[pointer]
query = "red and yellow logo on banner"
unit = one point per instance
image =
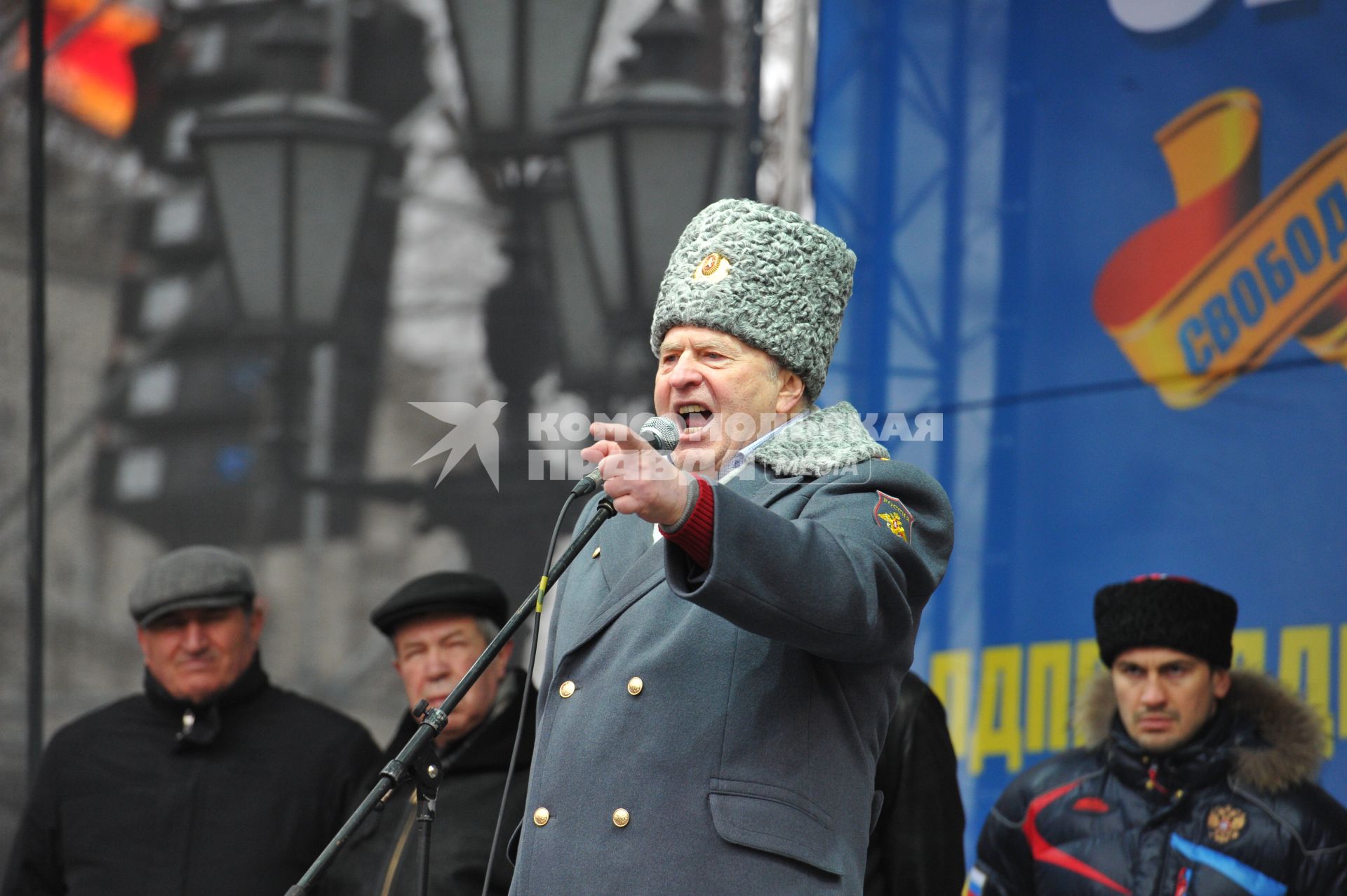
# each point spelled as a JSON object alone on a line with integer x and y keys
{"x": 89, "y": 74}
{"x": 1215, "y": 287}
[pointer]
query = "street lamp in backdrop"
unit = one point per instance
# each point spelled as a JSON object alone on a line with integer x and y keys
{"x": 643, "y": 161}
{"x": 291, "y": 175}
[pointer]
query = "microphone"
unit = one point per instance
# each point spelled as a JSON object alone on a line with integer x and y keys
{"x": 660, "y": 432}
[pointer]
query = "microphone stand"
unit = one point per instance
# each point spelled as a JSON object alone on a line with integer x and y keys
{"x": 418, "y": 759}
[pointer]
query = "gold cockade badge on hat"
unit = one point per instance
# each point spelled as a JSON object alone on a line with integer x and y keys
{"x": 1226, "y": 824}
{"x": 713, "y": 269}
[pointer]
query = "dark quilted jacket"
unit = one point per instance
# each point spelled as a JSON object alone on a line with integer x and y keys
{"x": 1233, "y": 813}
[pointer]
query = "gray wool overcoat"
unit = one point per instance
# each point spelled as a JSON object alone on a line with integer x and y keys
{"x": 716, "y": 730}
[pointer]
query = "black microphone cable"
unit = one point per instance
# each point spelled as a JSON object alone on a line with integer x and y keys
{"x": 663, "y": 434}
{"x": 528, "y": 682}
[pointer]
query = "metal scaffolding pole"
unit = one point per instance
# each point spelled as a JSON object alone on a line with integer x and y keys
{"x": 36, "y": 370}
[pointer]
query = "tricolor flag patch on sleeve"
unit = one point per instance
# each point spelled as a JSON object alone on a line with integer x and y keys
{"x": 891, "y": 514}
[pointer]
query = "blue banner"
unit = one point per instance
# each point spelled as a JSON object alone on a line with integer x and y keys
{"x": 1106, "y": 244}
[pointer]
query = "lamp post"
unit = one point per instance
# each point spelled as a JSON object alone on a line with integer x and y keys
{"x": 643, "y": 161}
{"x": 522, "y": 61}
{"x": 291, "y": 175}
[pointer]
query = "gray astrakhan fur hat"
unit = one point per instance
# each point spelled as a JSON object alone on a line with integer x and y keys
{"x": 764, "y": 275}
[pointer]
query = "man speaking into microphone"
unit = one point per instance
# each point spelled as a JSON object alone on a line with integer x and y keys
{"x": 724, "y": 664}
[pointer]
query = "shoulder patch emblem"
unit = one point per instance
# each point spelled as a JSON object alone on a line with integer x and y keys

※ ※ ※

* **TASK GOAL**
Leave the pictures out and restate the listing word for word.

* **RESPONSE**
[pointer]
query = "red and yellow logo on banner"
unit = one point per instance
image =
# each point spelled as a JSON object alone on a line with integer x and y keys
{"x": 89, "y": 74}
{"x": 1215, "y": 287}
[pointer]
query = "street lamp in backdrop"
unit = one point per instance
# each point spelled as a JSON object alone on a line with integer x and y keys
{"x": 643, "y": 161}
{"x": 291, "y": 175}
[pointer]
query = "microphone"
unit = one point per instance
# each point spelled as a JSON object alone on a line with integer x and y keys
{"x": 660, "y": 432}
[pointer]
query = "microphone stand"
unit = one point per instance
# each point spelled as a JSON object alone on a line with integer x and y keys
{"x": 418, "y": 759}
[pointer]
query = "gold cockade badge on hat"
unit = one point per instance
# each point spelled as a JSON object alone on a line with integer x and y keys
{"x": 1226, "y": 824}
{"x": 713, "y": 269}
[pointer]
query = "dark quilted jacket"
unit = one point per instance
# each point spelled as a JSON object alone on a line with integer x and y keys
{"x": 1233, "y": 813}
[pointer]
query = "gray wool overcoat"
unit = one point per instance
# each point spelled as a JSON object alone on a line with integer x and y keys
{"x": 716, "y": 730}
[pointer]
query = "black microphone cable"
unit = one point per instance
# each point spelled as a JSON object alone on a line with integer x and y keys
{"x": 663, "y": 434}
{"x": 528, "y": 682}
[pointer]
query = "metal scaffolding pole"
unit = one point per instance
# each point spelled as a JSON object alone on a line with integer x and y keys
{"x": 36, "y": 370}
[pointer]
query = "tricolor flag patch on sleeve"
unit = one point per instance
# each point spelled as a JSON object alone on a line with integer x and y keys
{"x": 891, "y": 514}
[pointer]
query = "blue banner"
unit = one point per instance
# each point spelled as a JSON object alone on a line with integer x and y keys
{"x": 1106, "y": 244}
[pointer]
query = "lamp post"
unit = one point per instance
# each point spelled as a JSON object alone on a line with integer x and y keys
{"x": 643, "y": 161}
{"x": 522, "y": 61}
{"x": 291, "y": 175}
[pointer]
query = "gray astrakhan fur hat"
unit = one point per instance
# each point spelled as a JSON object alone on a line with integer x and y keys
{"x": 764, "y": 275}
[pointer]
query = "man speaking into microphone"
unit = one point per instance
# each point spelled as a JSON object alone on a line with integer x and y keys
{"x": 724, "y": 664}
[pointer]
query = "shoulder patch emblem"
unit = one point per instance
# each point spelled as a JSON object alone on a line with integer x and y keys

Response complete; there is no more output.